> **DIRECTIONS**: In the mailing-list post below, whose family does the writer propose using as a "control"?

> **QUOTED TEXT**:
........

(urth) "V.R.T." - April 24

Ori Kowarsky orikowarsky at gmail.com
Thu Jul 27 15:06:04 PDT 2006


On 7/27/06, Daniel D Jones <ddjones at riddlemaster.org> wrote:

> I think, if one considers the entire book and not just V.R.T, that there is a
> great deal of evidence that the abos did exist and were actual shape
> changers.

But only through the accretion of highly suspect circumstantial
evidence.  There is no direct observation of any of this stuff.

If we use Number 5's family as a "control" against which to measure
Marsch and his interviewees, we find that disinterested citizens of
the Sisterworlds are either mystified or completely confused as to who
the abos are/were or what happened to them.

> > Please remember as well that Wolfe tries not to play fast and loose
> > with the basic laws of physics.
>
> Really?  I guess I've been out of school too long.  I had no idea that time
> travel and certain peculiar types of black holes and white fountains and
> resurrections and all sorts of other things were now established as part of
> the basic laws of physics. :-)

........

> **STORED DATA**:

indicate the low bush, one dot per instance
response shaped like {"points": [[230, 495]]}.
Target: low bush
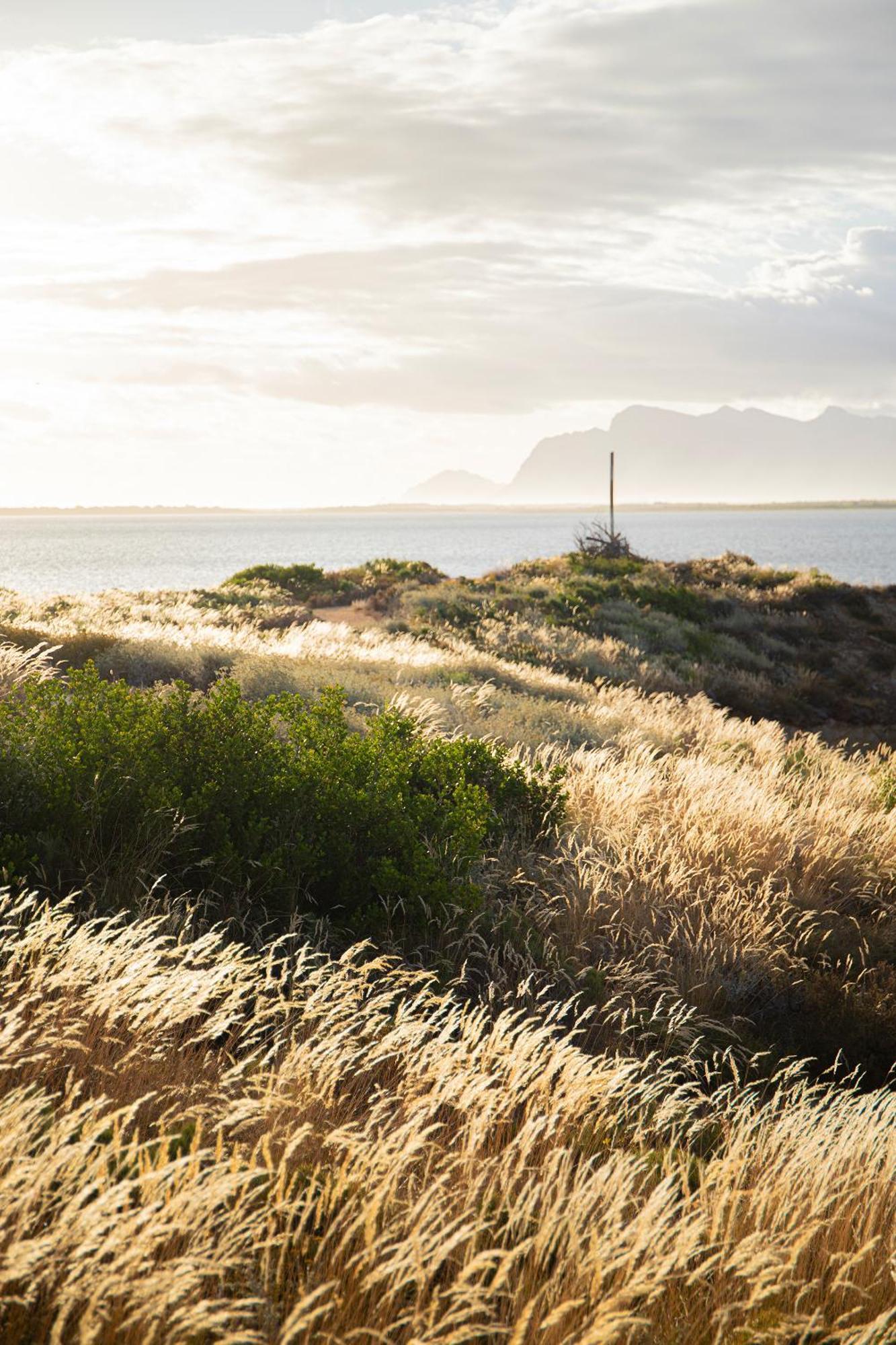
{"points": [[296, 580], [271, 808]]}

........

> **EXERCISE RESULT**: Number 5's family.